Pointing dataset excerpts
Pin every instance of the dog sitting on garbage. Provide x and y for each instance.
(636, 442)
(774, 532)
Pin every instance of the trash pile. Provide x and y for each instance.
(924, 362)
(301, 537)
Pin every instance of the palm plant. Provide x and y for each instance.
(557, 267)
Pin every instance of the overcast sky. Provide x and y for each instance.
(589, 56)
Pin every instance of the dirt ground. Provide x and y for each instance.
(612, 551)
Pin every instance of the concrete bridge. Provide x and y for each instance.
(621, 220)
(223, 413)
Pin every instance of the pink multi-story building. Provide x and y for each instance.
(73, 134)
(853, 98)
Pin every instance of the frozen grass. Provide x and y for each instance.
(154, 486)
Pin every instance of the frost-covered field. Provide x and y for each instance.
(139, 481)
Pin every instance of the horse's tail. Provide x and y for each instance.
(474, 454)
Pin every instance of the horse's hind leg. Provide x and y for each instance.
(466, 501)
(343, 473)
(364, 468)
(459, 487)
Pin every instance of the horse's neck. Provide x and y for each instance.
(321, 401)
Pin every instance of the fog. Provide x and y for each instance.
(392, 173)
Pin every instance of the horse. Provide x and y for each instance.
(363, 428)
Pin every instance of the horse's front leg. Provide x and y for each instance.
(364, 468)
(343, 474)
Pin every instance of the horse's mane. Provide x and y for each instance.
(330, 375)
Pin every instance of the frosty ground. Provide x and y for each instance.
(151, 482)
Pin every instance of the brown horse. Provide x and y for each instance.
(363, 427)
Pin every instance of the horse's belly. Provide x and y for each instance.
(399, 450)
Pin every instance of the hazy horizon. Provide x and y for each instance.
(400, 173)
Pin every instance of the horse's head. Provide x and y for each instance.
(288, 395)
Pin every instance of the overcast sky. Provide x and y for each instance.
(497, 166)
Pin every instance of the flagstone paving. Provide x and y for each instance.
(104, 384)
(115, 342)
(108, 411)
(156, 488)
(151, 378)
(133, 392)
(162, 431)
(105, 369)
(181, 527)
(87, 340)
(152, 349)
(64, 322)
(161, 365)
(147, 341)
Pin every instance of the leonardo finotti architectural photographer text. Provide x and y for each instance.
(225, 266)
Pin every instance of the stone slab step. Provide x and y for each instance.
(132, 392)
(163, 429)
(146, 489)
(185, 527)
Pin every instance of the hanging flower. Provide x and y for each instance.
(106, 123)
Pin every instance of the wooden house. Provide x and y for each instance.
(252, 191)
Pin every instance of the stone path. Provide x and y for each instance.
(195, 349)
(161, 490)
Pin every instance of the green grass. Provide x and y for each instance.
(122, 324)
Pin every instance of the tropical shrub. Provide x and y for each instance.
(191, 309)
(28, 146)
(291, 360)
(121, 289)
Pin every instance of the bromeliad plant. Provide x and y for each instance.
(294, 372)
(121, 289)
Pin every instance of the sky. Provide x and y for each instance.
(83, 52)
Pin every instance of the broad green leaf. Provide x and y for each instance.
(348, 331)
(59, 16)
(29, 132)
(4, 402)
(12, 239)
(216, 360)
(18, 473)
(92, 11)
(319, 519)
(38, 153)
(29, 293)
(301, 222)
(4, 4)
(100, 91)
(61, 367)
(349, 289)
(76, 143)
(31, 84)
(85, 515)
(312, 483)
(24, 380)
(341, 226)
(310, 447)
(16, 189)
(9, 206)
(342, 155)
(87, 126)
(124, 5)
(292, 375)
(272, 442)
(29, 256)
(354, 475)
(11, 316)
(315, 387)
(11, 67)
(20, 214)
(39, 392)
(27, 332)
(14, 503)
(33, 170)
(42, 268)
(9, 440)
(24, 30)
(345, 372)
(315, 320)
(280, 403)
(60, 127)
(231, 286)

DIRECTION:
Update every one of the records above by replacing "Pin every instance" with "Mark each occurrence" wherever it occurs, leaving all other text unchanged.

COMPLETED EXERCISE:
Mark each occurrence of the dog sitting on garbage. Provide x and y for each instance.
(636, 442)
(774, 532)
Mark each occurrence of the trash pile. Provide x and y for each instance.
(924, 362)
(301, 537)
Mark each occurrence of the palm plant. Provide x and y for each instance.
(557, 267)
Mark each occurrence of the overcast sky. Provide x and y for each instance.
(589, 56)
Mark each occurrence of the dirt ground. Provide x and y for each instance.
(612, 551)
Mark each occurrence of the concrete bridge. Provide x and y for each instance.
(621, 220)
(223, 413)
Mark each occurrence of the pink multi-story building. Provide x and y for each instance.
(73, 134)
(853, 98)
Mark each occurrence of the frozen grass. Provide x and y for each instance.
(154, 486)
Mark each occurrence of the frost-covered field. Provide x and y for each instance.
(139, 481)
Mark each occurrence of the horse's tail. Provide x and y for each instance.
(474, 454)
Mark each occurrence of the horse's hind leg. Provide x and y for each instance.
(466, 501)
(343, 473)
(364, 468)
(459, 487)
Mark each occurrence of the horse's neck. Provide x and y for each instance.
(321, 401)
Mark each occurrence of the fog. Provide x and y for each instance.
(392, 173)
Mark each occurrence of the horse. Provide x and y for each instance.
(363, 428)
Mark each occurrence of the horse's front leg. Provide x and y for each instance.
(364, 468)
(343, 474)
Mark each occurrence of the horse's mane. Provide x and y for each instance.
(330, 375)
Mark each occurrence of the frosty ground. Provide x and y for each instance.
(151, 482)
Mark each occurrence of the brown horse. Provide x and y for each instance.
(363, 427)
Mark each occurrence of the horse's belly. Provide x and y for each instance.
(399, 450)
Mark each occurrence of the hazy horizon. Provide x and y for each instance.
(400, 173)
Mark each occurrence of the horse's head. Provide x and y for each instance.
(288, 395)
Mark each occurrence of the overcast sky. Provide x and y for each instance.
(497, 166)
Mark each occurrence of the flagstone paving. Provide x and y for each instance.
(104, 384)
(115, 342)
(108, 411)
(156, 488)
(151, 378)
(133, 392)
(162, 431)
(105, 369)
(181, 527)
(87, 340)
(152, 349)
(64, 322)
(161, 365)
(147, 341)
Mark each occurrence of the leonardo finotti architectural photographer text. Provide x and y for each instance.
(225, 266)
Mark each occurrence of the stone slab step. Provide x and y for each instance.
(132, 392)
(163, 429)
(146, 489)
(185, 527)
Mark each occurrence of the hanging flower. Provide x and y for each instance.
(106, 123)
Mark each occurrence of the wooden house. Provide x and y for each instance.
(252, 191)
Mark each occurrence of the stone path. Provide x and y for each instance.
(195, 349)
(161, 490)
Mark each occurrence of the green grass. Provide x and y for each instance.
(122, 324)
Mark each occurrence of the tropical shrub. Provide x and y for each instance.
(191, 309)
(28, 146)
(291, 360)
(121, 289)
Mark each occurrence of the bromeliad plant. Provide x and y for each instance.
(294, 372)
(121, 289)
Mark each occurrence of the sky. Provide x and y for each instance.
(83, 52)
Mark each occurrence of the broad green leaf. Provide x and y for each instance.
(348, 331)
(59, 16)
(29, 132)
(4, 402)
(12, 239)
(216, 360)
(18, 473)
(92, 11)
(319, 519)
(38, 153)
(29, 293)
(301, 222)
(4, 4)
(100, 91)
(61, 367)
(349, 289)
(76, 143)
(31, 84)
(85, 515)
(312, 483)
(24, 380)
(341, 226)
(310, 447)
(16, 189)
(9, 206)
(342, 155)
(87, 126)
(124, 5)
(292, 375)
(272, 442)
(29, 256)
(354, 475)
(11, 316)
(315, 387)
(11, 67)
(20, 214)
(39, 392)
(27, 332)
(14, 503)
(33, 170)
(42, 268)
(9, 440)
(24, 30)
(345, 372)
(315, 320)
(280, 403)
(60, 127)
(231, 286)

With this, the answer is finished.